▶ _What to work on_
Turn the stretch of the data below, from the line containing "For this exercise we mark the boot lace" through the line containing "[(323, 673), (281, 680)]", into a numbered list that leaves out blank lines. Include only those lines.

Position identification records
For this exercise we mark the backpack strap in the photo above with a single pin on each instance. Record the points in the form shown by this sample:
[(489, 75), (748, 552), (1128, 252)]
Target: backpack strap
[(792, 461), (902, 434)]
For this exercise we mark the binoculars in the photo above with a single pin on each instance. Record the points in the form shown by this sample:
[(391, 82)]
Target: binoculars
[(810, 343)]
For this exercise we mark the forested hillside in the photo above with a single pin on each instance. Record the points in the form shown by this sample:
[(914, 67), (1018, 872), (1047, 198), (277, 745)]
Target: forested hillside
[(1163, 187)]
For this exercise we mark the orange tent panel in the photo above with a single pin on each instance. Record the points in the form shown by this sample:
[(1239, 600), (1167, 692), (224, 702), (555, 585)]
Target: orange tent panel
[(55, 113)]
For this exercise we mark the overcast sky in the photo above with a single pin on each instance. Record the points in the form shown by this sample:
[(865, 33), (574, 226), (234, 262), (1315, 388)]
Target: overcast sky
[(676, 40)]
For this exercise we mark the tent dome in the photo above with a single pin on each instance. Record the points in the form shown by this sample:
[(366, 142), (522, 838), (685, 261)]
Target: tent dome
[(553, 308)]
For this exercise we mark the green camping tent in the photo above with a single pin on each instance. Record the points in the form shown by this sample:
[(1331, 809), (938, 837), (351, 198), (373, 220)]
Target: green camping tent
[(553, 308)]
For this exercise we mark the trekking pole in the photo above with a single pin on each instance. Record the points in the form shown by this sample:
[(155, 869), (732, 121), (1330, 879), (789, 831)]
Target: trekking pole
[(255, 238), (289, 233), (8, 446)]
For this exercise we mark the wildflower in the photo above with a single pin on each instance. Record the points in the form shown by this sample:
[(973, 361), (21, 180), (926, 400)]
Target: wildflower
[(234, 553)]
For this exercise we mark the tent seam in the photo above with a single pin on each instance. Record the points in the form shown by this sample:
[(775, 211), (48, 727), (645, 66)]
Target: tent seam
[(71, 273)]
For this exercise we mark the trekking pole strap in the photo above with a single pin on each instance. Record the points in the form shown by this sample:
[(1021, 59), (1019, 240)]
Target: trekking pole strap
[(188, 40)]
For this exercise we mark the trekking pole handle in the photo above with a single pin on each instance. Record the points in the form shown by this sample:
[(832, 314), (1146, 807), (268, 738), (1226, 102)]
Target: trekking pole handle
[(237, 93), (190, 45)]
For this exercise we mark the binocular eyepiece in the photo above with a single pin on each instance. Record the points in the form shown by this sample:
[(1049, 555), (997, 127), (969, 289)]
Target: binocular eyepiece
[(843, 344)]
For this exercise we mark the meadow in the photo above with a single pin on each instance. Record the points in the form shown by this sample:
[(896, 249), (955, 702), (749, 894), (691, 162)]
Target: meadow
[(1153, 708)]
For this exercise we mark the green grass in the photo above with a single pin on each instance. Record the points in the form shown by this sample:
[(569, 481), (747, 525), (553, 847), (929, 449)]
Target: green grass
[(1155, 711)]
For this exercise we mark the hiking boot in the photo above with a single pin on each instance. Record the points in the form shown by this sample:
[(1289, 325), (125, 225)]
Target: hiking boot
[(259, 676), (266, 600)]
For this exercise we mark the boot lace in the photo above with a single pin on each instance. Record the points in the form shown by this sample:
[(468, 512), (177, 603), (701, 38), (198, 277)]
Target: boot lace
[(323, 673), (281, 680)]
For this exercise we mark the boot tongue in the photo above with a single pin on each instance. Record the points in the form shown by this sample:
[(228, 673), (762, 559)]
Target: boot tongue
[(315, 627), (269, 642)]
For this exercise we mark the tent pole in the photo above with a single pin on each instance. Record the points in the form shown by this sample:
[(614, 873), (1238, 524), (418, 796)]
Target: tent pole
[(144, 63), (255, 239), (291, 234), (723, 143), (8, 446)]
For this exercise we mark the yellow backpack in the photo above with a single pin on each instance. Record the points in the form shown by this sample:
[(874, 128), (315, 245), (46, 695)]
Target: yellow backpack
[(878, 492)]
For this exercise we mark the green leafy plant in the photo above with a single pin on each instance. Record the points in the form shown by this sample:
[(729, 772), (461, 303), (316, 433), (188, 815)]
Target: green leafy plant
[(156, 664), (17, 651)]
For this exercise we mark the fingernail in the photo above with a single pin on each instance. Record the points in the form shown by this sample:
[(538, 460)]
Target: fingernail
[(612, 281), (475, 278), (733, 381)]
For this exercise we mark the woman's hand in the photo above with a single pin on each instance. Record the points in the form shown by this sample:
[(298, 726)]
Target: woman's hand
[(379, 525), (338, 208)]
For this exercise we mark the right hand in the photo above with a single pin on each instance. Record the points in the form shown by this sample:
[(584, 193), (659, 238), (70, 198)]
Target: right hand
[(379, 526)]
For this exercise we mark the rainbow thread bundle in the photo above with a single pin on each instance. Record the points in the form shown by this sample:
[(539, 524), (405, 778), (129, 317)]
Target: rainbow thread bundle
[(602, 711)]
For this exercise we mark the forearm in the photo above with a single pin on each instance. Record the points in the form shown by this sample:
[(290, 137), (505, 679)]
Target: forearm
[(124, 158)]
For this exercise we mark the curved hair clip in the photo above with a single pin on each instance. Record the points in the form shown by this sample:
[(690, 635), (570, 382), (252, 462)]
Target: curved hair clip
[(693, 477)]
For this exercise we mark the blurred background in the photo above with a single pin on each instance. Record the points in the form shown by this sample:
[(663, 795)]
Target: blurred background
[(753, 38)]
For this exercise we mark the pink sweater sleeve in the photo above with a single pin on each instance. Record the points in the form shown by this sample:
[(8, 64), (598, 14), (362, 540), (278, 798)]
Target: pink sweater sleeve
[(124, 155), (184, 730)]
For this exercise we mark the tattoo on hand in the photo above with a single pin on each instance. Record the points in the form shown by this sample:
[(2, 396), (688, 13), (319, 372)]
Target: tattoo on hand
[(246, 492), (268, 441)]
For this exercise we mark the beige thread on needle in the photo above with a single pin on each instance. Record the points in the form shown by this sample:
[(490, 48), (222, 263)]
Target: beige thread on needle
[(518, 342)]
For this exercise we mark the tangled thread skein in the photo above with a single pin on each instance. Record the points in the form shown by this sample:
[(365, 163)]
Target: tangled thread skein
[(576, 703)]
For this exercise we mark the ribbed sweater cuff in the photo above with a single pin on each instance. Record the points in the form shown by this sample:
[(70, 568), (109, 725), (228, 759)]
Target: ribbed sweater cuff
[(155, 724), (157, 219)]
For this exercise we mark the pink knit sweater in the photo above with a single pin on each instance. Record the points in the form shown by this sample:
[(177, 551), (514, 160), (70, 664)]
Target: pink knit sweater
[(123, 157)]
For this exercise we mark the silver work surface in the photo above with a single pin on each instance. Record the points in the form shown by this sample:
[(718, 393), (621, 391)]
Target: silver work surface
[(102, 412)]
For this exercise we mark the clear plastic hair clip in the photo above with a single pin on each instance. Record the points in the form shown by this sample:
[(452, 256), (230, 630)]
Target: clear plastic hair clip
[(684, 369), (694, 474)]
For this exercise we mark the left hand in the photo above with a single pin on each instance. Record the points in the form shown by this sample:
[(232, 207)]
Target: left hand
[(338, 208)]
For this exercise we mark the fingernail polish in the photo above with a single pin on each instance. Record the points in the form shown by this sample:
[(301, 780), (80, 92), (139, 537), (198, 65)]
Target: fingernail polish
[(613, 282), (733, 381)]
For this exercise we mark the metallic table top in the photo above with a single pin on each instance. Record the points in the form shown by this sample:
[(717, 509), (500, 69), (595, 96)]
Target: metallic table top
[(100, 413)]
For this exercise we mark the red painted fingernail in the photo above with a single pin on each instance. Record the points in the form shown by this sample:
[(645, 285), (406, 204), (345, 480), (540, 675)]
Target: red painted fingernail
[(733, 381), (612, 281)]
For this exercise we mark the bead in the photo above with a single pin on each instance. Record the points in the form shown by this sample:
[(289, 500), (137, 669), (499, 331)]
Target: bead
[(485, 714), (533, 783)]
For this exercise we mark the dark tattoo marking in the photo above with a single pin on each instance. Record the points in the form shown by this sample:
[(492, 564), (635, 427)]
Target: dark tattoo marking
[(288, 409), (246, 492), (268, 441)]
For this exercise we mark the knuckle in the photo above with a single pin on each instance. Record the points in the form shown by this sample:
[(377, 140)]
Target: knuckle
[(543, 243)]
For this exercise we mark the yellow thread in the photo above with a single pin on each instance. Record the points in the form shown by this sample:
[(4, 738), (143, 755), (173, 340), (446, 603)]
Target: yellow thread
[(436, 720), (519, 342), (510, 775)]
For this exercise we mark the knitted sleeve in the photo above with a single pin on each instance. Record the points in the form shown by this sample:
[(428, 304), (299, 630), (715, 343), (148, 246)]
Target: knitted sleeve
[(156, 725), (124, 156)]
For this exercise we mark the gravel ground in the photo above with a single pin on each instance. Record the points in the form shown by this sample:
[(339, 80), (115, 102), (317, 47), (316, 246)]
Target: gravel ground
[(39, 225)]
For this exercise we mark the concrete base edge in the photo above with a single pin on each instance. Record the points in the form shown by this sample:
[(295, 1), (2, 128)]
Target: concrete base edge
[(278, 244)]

▶ _Final answer_
1. For this exercise we mark the boot lace in the photo above with a single pin on each instance. Record the points in the form shown by this sample:
2. [(468, 512), (177, 603), (701, 38), (198, 277)]
3. Target: boot lace
4. [(323, 673), (281, 680)]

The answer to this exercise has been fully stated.